## Direction 1
Answer these questions about the article on connecting an FPGA to the Raspberry Pi 5:
(a) How many lanes does the PCIe interface on the Raspberry Pi 5 have?
(b) Which FPGA does the Litefury board feature?
(c) Where is the config.txt file located?
## Direction 2
Rewrite the part of the article on connecting an FPGA to the Raspberry Pi 5 between "Once the RP5" and "read and write.", inclusive, and swap "block design" for "schematic" throughout it.

## Reading passage
━━━━━━━━━━━━━━━━━━━━
Connecting an FPGA accelerator to the Raspberry Pi 5
Since the first version of Raspberry Pi was released in 2012, four more versions of this Single Board Computer (SBC) were released. The fourth version came with a new feature that increased the power of that SBC. That version was the first with PCIe interface (just the CM4 version), although we had to wait for the fifth version, the Raspberry Pi 5, to have that feature on the regular board. Having a PCIe interface accessible to the processor means a lot of things. First, we can use NVME hard drives as a primary storage unit, also the (limited) use of an external graphics card is now possible. Notice that I used the word limited. The reason is that the PCIe interface available in the Raspberry Pi 5 has just one lane, and can achieve up to 8 GT/s, so we have available a PCIe gen3 x1. Is this slow? Not at all, we can use this interface for many different things, and, being this one a blog about FPGA, that is exactly what we will use.
For this article, I am going to use the Litefury board. This board features an Artix XC7A100T with an M.2 format. To connect the board to the Raspberry Pi I will use the Pineberry HAT Drive Bottom. This hat uses the PCIe x1 connector of the Raspberry PI 5 (RP5) and is connected to an M.2 socket. It is intended for SSD but it works well with the Litefury. When I started this article, I was concerned about the power consumption of the Litefury, but I was able to use the bard without any external supply. As an operating system for the Raspberry Pi, I used the Raspberry Pi OS server edition.
When we power on the RP5 for the first time, we need to modify the config.txt
file to enable the PCIe interface. This file is located at /boot/firmware/config.txt
. To enable the PCIe we need to add the next line.
# Enable the PCIe external connector.
dtparam=pciex1
This configuration enables the PCIe interface but with a limited speed of 5 GT/s (gen2), but by adding another instruction we can increase the speed to 8 GT/s (gen3). For this project this is not useful because the Artix7 used in the Litefury can only be configured for gen2, so this will be enough.
Once the RP5 is configured, is time to create the FPGA design. When the project for the XC7A100t-2LFGG484 part is created, and a new block design is added to the project, we need to add the DMA/Bridge Subsystem for PCI Express IP.
When this IP is added to the block design, we can configure it through a wizard. The configuration is the one you can see in the next figure. We are going to use just one lane of the PCIe, 5 GT/s and the DMA interface will be set to AXI Stream, with just one channel for read and write.
━━━━━━━━━━━━━━━━━━━━
## Supplied entries
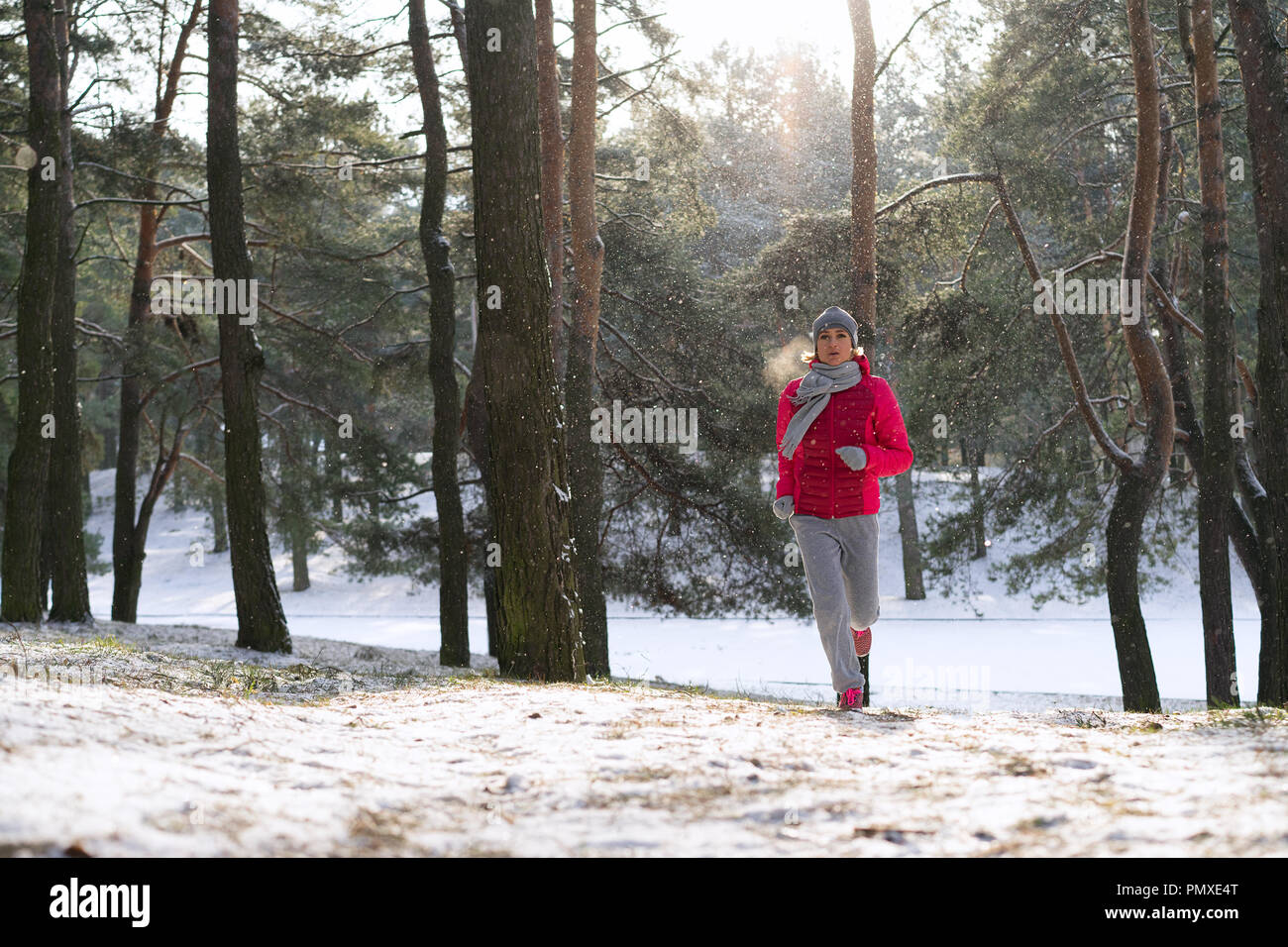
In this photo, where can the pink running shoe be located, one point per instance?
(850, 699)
━━━━━━━━━━━━━━━━━━━━
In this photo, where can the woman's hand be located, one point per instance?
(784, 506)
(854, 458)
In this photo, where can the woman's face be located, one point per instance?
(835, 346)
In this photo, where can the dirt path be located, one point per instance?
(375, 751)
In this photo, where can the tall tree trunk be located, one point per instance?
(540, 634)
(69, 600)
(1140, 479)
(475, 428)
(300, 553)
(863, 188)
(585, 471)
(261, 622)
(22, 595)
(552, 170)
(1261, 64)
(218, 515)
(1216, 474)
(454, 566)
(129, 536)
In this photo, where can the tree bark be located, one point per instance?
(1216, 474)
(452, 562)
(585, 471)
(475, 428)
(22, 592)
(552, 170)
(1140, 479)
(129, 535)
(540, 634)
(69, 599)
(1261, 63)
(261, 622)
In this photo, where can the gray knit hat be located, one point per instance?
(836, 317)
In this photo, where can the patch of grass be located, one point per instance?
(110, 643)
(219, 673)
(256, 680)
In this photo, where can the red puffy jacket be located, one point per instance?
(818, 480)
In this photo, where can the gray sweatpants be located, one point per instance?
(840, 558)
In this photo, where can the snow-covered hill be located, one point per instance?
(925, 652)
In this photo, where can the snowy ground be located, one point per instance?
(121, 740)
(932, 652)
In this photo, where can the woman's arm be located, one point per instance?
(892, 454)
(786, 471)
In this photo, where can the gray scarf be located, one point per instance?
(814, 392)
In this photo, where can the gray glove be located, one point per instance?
━━━━━━━━━━━━━━━━━━━━
## Exercise response 1
(a) One lane.
(b) An Artix XC7A100T.
(c) /boot/firmware/config.txt

## Exercise response 2
Once the RP5 is configured, is time to create the FPGA design. When the project for the XC7A100t-2LFGG484 part is created, and a new schematic is added to the project, we need to add the DMA/Bridge Subsystem for PCI Express IP.
When this IP is added to the schematic, we can configure it through a wizard. The configuration is the one you can see in the next figure. We are going to use just one lane of the PCIe, 5 GT/s and the DMA interface will be set to AXI Stream, with just one channel for read and write.